━━ Texte source

L'anecdote est ici que, si nous étions bien équipés en coinceurs, pitons et cordes en tout genre, nous avons été très mauvais en ce qui concerne les prévisions de nourriture. En fait, si une des longueurs n'a pas pu être libérée, c'est entre autres parce que nous n'avions plus rien à manger. Vraiment, vraiment rien. Toni, de guerre lasse, est descendu une journée avant nous. Et nous avons plié le camp le lendemain. Et découpé un tube de miel pour en lécher l'intérieur, en buvant le reste d'huile qui nous restait. C'était tout. Départ pour une journée de marche, avant d'arriver dans la vallée et de manger des baies.



Nicolas et Jean-Minh : À la montée pour 3 jours dans la face à l’ouverture de Clandestino - Au pied du Plomo, un sommet à 5500m fait après Clandestino


Et la falaise ?

━━━━

» **À faire**:
• a. Recopiez le récit d'escalade de « Nicolas et Jean-Minh » à « la falaise ? ».
• b. Écrivez la suite du récit d'escalade, en reprenant juste après sa dernière phrase.

━━ Données fournies

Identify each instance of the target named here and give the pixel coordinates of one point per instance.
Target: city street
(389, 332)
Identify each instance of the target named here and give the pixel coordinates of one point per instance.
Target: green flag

━━━━

» **Résultats**:
• a.
Nicolas et Jean-Minh : À la montée pour 3 jours dans la face à l’ouverture de Clandestino - Au pied du Plomo, un sommet à 5500m fait après Clandestino


Et la falaise ?

• b.
J'imagine que les lecteurs restent pour l'instant sur leur faim en ce qui concerne l'essentiel de ce à quoi on peut s'attendre : la falaise et le haut niveau.
Sur ce point, je ne suis probablement pas le meilleur témoin. Jean-Minh avait l'essentiel (me semble-t-il, qu'il me pardonne) de ses réalisations majeures derrière lui quand nous avons commencé à grimper ensemble, ce qui explique peut-être la diversité de ses pratiques à ce moment-là.
Nous n'en avons pas moins énormément grimpé ensemble, et ce fut pour moi une période faste en découvertes de sites les plus divers : http://www.escalade-alsace.com/ailleurs/Franken_fev08.php, Elbsandstein, la Slovénie, Rodellar, Siurana, et même Freyr dans le plat pays, (que personne ne rigole avant d'y avoir mis les pieds, plus que les mains d'ailleurs). En plus de la Pfalz et des sorties locales.

Je l'ai assuré sans réussite malheureusement, dans Action Directe et dans la Rambla. Avec succès dans un nombre incalculable de 8a/8b, mais ce n'était plus vraiment un enjeu à ce moment.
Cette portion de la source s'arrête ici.